Task brief:
Transcribe each record below character for character.

** Opening Data provided block **

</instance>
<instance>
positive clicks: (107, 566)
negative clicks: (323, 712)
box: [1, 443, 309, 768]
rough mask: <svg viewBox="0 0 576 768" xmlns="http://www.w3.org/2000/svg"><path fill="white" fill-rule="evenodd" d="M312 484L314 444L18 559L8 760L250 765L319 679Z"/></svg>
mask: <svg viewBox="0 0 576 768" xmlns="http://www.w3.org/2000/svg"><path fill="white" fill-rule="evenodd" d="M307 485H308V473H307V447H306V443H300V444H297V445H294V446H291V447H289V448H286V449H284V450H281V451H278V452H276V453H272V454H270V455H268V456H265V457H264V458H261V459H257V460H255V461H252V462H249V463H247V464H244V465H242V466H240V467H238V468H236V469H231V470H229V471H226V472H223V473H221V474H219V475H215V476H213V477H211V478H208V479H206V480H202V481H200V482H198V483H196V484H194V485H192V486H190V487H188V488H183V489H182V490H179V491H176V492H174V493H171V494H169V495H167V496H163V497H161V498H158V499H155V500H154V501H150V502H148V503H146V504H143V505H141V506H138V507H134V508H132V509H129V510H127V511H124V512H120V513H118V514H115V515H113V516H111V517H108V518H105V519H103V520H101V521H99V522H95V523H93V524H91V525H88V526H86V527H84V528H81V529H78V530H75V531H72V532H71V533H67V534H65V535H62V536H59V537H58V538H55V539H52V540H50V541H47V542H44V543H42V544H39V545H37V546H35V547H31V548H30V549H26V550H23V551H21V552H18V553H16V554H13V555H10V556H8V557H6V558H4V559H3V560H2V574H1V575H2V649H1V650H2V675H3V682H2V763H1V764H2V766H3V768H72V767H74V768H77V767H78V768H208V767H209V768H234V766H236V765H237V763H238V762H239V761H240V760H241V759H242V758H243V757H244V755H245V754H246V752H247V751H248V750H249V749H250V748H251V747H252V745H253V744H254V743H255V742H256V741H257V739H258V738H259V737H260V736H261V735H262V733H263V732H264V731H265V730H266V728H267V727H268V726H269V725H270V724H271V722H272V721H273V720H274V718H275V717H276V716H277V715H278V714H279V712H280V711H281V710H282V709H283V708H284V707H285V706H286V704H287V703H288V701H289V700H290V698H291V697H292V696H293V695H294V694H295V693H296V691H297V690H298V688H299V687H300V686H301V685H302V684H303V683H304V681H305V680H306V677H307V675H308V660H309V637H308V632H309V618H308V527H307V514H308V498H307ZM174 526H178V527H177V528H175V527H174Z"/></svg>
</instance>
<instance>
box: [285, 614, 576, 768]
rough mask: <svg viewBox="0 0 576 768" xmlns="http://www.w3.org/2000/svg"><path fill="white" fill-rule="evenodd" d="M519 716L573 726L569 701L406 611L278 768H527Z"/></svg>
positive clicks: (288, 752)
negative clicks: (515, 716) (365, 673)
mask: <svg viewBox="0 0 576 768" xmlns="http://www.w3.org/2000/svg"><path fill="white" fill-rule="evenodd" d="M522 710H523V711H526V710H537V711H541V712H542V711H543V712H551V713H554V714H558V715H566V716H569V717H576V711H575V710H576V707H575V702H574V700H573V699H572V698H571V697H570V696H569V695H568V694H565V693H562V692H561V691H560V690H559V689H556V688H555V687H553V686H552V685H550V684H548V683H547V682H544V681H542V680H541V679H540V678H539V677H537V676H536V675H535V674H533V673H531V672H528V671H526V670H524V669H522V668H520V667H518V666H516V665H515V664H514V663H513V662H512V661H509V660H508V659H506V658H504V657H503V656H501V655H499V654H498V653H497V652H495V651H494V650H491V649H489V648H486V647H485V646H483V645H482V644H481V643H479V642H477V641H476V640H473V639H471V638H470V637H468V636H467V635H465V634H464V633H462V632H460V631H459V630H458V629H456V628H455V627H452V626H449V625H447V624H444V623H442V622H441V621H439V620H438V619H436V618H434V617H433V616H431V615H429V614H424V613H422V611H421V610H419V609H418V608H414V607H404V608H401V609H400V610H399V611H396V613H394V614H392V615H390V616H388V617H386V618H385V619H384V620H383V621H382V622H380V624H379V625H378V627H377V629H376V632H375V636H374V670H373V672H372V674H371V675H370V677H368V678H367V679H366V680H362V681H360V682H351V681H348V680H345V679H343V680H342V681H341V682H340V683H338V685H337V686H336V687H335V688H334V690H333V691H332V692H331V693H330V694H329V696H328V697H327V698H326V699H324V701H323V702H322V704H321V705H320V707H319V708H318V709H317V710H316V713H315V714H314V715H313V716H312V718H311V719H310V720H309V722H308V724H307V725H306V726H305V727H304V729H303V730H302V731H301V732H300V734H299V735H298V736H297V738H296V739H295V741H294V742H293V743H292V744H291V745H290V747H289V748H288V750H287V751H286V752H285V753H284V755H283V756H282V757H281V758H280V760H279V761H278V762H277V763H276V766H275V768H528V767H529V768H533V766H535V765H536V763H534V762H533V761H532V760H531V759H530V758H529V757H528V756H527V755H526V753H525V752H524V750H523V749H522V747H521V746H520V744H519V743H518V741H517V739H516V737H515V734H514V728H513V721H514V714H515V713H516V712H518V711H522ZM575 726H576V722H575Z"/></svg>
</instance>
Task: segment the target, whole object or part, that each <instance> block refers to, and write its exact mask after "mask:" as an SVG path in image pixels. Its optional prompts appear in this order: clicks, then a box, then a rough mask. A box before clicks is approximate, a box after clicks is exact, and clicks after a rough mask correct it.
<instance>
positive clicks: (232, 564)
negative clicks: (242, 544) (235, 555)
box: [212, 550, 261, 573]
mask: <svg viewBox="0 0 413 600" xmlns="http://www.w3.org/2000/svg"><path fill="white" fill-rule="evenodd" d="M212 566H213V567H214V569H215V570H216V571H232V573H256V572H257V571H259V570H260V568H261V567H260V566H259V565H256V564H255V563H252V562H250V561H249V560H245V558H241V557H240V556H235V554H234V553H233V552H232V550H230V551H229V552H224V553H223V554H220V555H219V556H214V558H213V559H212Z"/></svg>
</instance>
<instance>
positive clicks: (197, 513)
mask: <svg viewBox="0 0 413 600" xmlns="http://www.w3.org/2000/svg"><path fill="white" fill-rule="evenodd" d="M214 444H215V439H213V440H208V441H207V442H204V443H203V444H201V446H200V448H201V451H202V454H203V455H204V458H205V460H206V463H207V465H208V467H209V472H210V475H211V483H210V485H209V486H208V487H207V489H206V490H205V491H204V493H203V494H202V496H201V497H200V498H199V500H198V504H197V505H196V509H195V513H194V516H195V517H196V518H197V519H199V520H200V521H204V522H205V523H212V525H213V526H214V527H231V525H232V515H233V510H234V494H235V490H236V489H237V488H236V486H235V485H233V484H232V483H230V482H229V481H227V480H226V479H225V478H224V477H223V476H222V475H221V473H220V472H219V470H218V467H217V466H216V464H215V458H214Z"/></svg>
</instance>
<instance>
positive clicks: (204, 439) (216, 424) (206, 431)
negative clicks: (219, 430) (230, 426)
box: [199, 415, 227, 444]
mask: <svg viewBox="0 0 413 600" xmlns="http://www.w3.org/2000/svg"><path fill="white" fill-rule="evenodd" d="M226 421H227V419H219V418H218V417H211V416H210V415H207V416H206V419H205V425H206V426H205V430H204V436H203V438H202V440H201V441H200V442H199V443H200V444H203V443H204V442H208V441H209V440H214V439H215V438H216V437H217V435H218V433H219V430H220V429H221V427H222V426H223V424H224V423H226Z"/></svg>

** Closing Data provided block **

Result of this task:
</instance>
<instance>
positive clicks: (107, 566)
negative clicks: (323, 712)
box: [1, 443, 309, 768]
rough mask: <svg viewBox="0 0 576 768" xmlns="http://www.w3.org/2000/svg"><path fill="white" fill-rule="evenodd" d="M312 484L314 444L18 559L8 760L250 765L319 679Z"/></svg>
mask: <svg viewBox="0 0 576 768" xmlns="http://www.w3.org/2000/svg"><path fill="white" fill-rule="evenodd" d="M307 485H308V473H307V447H306V443H300V444H297V445H294V446H291V447H289V448H286V449H284V450H281V451H278V452H276V453H272V454H270V455H268V456H265V457H264V458H261V459H257V460H255V461H252V462H249V463H247V464H244V465H242V466H240V467H238V468H236V469H231V470H229V471H226V472H223V473H221V474H219V475H215V476H213V477H211V478H208V479H206V480H202V481H200V482H198V483H196V484H194V485H192V486H190V487H188V488H183V489H182V490H179V491H176V492H174V493H171V494H169V495H167V496H163V497H161V498H158V499H155V500H154V501H150V502H148V503H146V504H143V505H141V506H138V507H134V508H132V509H129V510H127V511H124V512H120V513H118V514H115V515H113V516H111V517H108V518H105V519H103V520H101V521H99V522H95V523H93V524H91V525H88V526H86V527H84V528H81V529H78V530H75V531H72V532H71V533H67V534H65V535H62V536H59V537H58V538H55V539H52V540H50V541H47V542H44V543H42V544H39V545H37V546H35V547H31V548H30V549H26V550H23V551H21V552H18V553H16V554H13V555H10V556H8V557H6V558H4V559H3V560H2V574H1V575H2V649H1V650H2V675H3V682H2V763H1V764H2V766H3V768H72V767H74V768H77V767H78V768H208V767H209V768H234V766H236V765H237V763H238V762H239V761H240V760H241V759H242V758H243V757H244V755H245V754H246V752H247V751H248V750H249V749H250V748H251V747H252V745H253V744H254V743H255V742H256V741H257V739H258V738H259V737H260V736H261V735H262V733H263V732H264V731H265V730H266V728H267V727H268V726H269V725H270V724H271V722H272V721H273V720H274V718H275V717H276V716H277V715H278V714H279V712H280V711H281V710H282V709H283V708H284V707H285V706H286V704H287V703H288V701H289V700H290V698H291V697H292V696H293V695H294V694H295V693H296V691H297V690H298V688H299V687H300V686H301V685H302V684H303V683H304V681H305V680H306V677H307V675H308V660H309V637H308V632H309V618H308V527H307V514H308V498H307ZM174 526H178V527H177V528H175V527H174Z"/></svg>
</instance>
<instance>
box: [285, 614, 576, 768]
rough mask: <svg viewBox="0 0 576 768" xmlns="http://www.w3.org/2000/svg"><path fill="white" fill-rule="evenodd" d="M519 716L573 726L569 701L406 611L278 768H527Z"/></svg>
positive clicks: (288, 752)
negative clicks: (515, 716) (365, 673)
mask: <svg viewBox="0 0 576 768" xmlns="http://www.w3.org/2000/svg"><path fill="white" fill-rule="evenodd" d="M522 710H523V711H526V710H537V711H541V712H542V711H543V712H551V713H554V714H558V715H566V716H569V717H576V711H575V710H576V707H575V702H574V700H573V699H572V698H571V697H570V696H569V695H568V694H565V693H562V692H561V691H560V690H559V689H556V688H555V687H553V686H552V685H550V684H548V683H547V682H544V681H542V680H541V679H540V678H539V677H537V676H536V675H535V674H533V673H531V672H528V671H526V670H524V669H522V668H520V667H518V666H516V665H515V664H514V663H513V662H512V661H509V660H508V659H506V658H504V657H503V656H501V655H499V654H498V653H497V652H495V651H494V650H491V649H489V648H486V647H485V646H483V645H482V644H481V643H479V642H477V641H476V640H473V639H471V638H470V637H468V636H467V635H465V634H464V633H462V632H460V631H459V630H458V629H456V628H455V627H452V626H449V625H447V624H444V623H442V622H441V621H439V620H438V619H436V618H434V617H433V616H431V615H429V614H424V613H422V611H421V610H419V609H418V608H414V607H404V608H401V609H400V610H399V611H396V613H394V614H392V615H390V616H388V617H386V618H385V619H384V620H383V621H382V622H380V624H379V625H378V627H377V629H376V632H375V636H374V670H373V672H372V674H371V675H370V677H368V678H367V679H366V680H362V681H360V682H351V681H348V680H345V679H343V680H342V681H341V682H340V683H338V685H337V686H336V687H335V688H334V690H333V691H332V692H331V693H330V694H329V696H328V697H327V698H326V699H324V701H323V702H322V704H321V705H320V707H319V708H318V709H317V710H316V713H315V714H314V715H313V716H312V718H311V719H310V720H309V722H308V724H307V725H306V726H305V727H304V729H303V730H302V731H301V732H300V734H299V735H298V736H297V738H296V739H295V741H294V742H293V743H292V744H291V745H290V747H289V748H288V750H287V751H286V752H285V753H284V755H283V756H282V757H281V758H280V760H279V761H278V762H277V763H276V766H275V768H528V767H529V768H533V766H535V765H536V763H534V762H533V761H532V760H531V759H530V758H529V757H528V756H527V755H526V753H525V752H524V750H523V749H522V747H521V746H520V744H519V743H518V741H517V739H516V737H515V734H514V728H513V721H514V714H515V713H516V712H518V711H522ZM575 726H576V722H575Z"/></svg>
</instance>
Task: segment the target, whole object or part, that each <instance> block refers to, and write its exact mask after "mask:" as an SVG path in image pixels. Its optional prompts appear in this order: clicks, then a box, then a rough mask. A box before clicks is approximate, a box after clicks is exact, and clicks after a rough mask correct it.
<instance>
positive clicks: (232, 564)
negative clicks: (242, 544) (235, 555)
box: [212, 550, 261, 573]
mask: <svg viewBox="0 0 413 600" xmlns="http://www.w3.org/2000/svg"><path fill="white" fill-rule="evenodd" d="M212 566H213V567H214V569H215V570H216V571H232V573H256V572H257V571H259V570H260V568H261V567H260V566H259V565H256V564H255V563H252V562H250V561H249V560H245V558H241V557H240V556H235V554H234V553H233V552H232V550H230V551H229V552H224V553H223V554H220V555H219V556H214V558H213V559H212Z"/></svg>
</instance>
<instance>
positive clicks: (197, 513)
mask: <svg viewBox="0 0 413 600" xmlns="http://www.w3.org/2000/svg"><path fill="white" fill-rule="evenodd" d="M214 444H215V439H213V440H208V441H207V442H204V443H203V444H201V446H200V448H201V451H202V454H203V455H204V458H205V460H206V463H207V465H208V467H209V472H210V475H211V483H210V485H209V486H208V487H207V489H206V490H205V491H204V493H203V494H202V496H201V497H200V498H199V500H198V504H197V505H196V509H195V513H194V516H195V517H196V518H197V519H199V520H200V521H204V522H205V523H212V525H213V526H214V527H231V525H232V515H233V510H234V494H235V490H236V489H237V488H236V486H235V485H233V484H232V483H230V482H229V481H227V480H226V479H225V478H224V477H223V476H222V475H221V473H220V472H219V470H218V467H217V466H216V464H215V458H214Z"/></svg>
</instance>
<instance>
positive clicks: (204, 439) (216, 424) (206, 431)
negative clicks: (219, 430) (230, 426)
box: [199, 415, 227, 444]
mask: <svg viewBox="0 0 413 600" xmlns="http://www.w3.org/2000/svg"><path fill="white" fill-rule="evenodd" d="M226 421H227V419H219V418H218V417H211V416H210V415H207V416H206V419H205V425H206V426H205V430H204V436H203V438H202V440H201V441H200V442H199V443H200V444H203V443H204V442H208V441H209V440H214V439H215V438H216V437H217V435H218V433H219V430H220V429H221V427H222V426H223V424H224V423H226Z"/></svg>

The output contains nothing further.